Similar molecular phenotypes are also observed in treatment-naïve paediatric patients with CD, thus defining true disease subclasses independent of treatment history and patient age.
How might it impact on clinical practice in the foreseeable future?
Our findings thus provide evidence of a molecular basis for the observed heterogeneity in CD. They also offer a unique opportunity to begin exploring customised treatment options guided by disease subclass providing novel therapeutic avenues and predictors of disease outcomes.
Crohn's disease (CD) is a chronic heterogeneous inflammatory disorder with distinct patterns of clinical behaviour. CD may present or evolve with time into a more complex phenotype with patients developing strictures, fistulae and/or abscesses, and many patients experience highly variable response to therapies. Genetic associations1 ,2 and a recently defined lipid metabolism-based gene expression signature predictive of disease involvement3 suggest that molecular or genetic factors are associated with and may contribute to disease heterogeneity, but precise mechanisms are poorly understood. Molecular subtypes defined by gene expression that impact clinical phenotypes have also been documented in other complex diseases, especially cancers.4–6 Whether adult CD can be similarly separated into two or more subgroups and whether these molecular classes can explain disease phenotypes remains largely unknown.

═══

> Tasks:
**a.** Transcribe the Crohn's disease passage, everything from "How might it" down to "of disease outcomes.".
**b.** Summarize the Crohn's disease passage in two sentences.

> Given data:

═══

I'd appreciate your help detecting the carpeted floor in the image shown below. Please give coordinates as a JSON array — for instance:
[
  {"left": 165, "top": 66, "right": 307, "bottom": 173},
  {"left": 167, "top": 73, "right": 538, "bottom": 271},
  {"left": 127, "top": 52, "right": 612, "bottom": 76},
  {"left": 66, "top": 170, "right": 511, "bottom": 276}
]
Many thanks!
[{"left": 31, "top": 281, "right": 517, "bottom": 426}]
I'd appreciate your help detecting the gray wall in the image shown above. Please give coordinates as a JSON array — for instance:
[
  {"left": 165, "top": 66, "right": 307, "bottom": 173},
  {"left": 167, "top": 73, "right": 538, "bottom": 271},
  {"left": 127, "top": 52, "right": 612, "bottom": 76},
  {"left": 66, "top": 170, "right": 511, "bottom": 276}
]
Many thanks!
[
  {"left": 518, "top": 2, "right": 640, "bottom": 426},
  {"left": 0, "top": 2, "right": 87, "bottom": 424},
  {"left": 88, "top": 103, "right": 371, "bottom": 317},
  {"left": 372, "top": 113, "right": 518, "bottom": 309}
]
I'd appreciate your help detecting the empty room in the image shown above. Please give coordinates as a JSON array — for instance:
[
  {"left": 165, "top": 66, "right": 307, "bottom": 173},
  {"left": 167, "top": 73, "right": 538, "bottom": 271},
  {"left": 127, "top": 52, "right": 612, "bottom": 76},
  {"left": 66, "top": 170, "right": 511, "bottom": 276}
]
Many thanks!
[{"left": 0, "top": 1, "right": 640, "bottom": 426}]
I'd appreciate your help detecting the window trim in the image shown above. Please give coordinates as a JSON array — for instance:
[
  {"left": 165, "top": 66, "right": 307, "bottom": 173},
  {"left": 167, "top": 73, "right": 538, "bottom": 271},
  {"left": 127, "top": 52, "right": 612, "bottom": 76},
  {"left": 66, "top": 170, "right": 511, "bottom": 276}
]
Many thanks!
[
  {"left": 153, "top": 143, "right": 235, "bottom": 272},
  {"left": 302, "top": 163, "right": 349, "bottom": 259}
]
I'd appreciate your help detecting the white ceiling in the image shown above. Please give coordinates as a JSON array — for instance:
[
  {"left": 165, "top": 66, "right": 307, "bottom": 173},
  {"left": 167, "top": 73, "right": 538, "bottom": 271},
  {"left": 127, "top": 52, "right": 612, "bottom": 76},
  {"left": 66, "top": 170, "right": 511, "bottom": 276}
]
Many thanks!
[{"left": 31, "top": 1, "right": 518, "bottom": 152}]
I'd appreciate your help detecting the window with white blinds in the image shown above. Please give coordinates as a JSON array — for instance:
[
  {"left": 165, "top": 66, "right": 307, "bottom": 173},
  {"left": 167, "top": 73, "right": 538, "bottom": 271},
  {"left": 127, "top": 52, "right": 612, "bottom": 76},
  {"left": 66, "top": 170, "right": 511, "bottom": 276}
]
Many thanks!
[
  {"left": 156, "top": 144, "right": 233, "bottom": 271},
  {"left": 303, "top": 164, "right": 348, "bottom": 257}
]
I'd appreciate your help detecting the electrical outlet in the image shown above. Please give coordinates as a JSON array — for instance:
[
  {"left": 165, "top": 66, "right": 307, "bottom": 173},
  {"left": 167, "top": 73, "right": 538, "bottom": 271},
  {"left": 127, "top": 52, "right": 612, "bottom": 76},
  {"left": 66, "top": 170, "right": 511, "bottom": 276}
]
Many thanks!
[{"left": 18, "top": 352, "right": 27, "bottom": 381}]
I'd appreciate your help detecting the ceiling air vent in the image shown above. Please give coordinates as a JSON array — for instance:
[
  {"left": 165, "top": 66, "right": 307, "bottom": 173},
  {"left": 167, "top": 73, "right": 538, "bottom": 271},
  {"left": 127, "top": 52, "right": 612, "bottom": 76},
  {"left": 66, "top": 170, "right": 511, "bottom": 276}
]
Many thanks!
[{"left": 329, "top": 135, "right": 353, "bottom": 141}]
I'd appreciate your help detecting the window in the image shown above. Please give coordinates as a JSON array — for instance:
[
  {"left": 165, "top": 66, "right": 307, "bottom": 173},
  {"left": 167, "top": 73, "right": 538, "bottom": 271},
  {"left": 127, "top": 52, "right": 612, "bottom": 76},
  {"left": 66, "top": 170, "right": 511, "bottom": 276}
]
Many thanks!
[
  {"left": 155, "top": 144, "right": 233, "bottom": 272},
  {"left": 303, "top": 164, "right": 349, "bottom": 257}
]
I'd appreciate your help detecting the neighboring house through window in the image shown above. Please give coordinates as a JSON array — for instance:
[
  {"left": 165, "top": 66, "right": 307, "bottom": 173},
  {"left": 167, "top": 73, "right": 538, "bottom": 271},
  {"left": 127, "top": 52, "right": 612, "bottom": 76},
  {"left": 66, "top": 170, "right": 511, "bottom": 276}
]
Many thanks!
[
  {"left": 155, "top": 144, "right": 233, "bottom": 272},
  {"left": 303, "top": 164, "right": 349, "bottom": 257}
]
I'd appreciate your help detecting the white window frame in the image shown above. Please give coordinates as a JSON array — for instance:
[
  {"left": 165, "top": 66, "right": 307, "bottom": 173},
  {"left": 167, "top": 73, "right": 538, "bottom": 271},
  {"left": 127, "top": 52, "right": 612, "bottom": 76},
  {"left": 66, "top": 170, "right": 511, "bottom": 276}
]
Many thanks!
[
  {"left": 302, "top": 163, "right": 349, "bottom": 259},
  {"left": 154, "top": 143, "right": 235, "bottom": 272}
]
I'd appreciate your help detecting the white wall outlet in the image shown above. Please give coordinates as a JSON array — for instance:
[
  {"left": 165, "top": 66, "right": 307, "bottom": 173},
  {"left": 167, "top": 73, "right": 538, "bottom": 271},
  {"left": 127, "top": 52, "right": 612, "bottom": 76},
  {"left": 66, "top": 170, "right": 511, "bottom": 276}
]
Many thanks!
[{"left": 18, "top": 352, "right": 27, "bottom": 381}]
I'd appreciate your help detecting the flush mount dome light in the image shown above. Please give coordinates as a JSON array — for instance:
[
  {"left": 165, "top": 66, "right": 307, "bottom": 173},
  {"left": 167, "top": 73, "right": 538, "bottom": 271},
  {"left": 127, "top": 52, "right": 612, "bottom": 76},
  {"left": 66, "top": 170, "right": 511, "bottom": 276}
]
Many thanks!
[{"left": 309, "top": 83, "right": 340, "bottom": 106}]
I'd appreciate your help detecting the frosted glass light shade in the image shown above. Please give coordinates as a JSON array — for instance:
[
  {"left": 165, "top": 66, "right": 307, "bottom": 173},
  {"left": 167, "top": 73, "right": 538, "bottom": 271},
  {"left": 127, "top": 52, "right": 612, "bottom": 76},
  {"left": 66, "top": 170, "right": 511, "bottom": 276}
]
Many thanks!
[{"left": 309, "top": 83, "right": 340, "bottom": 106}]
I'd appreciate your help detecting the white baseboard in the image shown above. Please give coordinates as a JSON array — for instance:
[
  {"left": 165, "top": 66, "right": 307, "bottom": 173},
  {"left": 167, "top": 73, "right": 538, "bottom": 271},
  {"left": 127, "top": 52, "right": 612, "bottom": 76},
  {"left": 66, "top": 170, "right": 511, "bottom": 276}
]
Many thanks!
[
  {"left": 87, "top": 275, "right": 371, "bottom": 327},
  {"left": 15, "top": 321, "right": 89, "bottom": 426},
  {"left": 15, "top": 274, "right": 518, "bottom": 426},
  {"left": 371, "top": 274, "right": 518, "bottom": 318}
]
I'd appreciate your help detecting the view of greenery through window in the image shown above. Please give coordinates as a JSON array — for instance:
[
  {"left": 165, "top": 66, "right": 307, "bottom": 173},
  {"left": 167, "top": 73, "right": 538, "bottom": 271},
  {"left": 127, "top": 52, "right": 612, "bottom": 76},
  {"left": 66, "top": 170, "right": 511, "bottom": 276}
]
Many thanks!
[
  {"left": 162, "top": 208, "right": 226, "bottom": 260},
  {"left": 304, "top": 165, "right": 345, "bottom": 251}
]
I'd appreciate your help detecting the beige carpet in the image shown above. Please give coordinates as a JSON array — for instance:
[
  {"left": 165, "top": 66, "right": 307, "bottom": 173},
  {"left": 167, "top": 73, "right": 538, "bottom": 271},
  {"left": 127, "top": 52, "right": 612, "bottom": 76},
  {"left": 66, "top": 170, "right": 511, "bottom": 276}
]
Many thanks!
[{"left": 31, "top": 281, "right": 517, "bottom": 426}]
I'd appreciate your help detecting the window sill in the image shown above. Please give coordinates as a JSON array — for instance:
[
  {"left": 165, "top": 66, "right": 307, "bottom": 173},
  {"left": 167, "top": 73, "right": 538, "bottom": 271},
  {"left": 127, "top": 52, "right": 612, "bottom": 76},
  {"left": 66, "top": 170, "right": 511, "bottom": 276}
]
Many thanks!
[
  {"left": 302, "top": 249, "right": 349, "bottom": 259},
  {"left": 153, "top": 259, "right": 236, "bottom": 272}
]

═══

> Solutions to the problems:
**a.**
How might it impact on clinical practice in the foreseeable future?
Our findings thus provide evidence of a molecular basis for the observed heterogeneity in CD. They also offer a unique opportunity to begin exploring customised treatment options guided by disease subclass providing novel therapeutic avenues and predictors of disease outcomes.

**b.** Crohn's disease is a chronic, heterogeneous inflammatory disorder with highly variable clinical behavior and treatment response, and while molecular or genetic factors appear to contribute to this variability, whether adult patients fall into molecular subgroups that explain their phenotypes remains largely unknown. The findings provide evidence of a molecular basis for this heterogeneity, with similar molecular phenotypes in treatment-naïve pediatric patients defining disease subclasses independent of treatment history and age, and they open a way to explore treatments guided by disease subclass.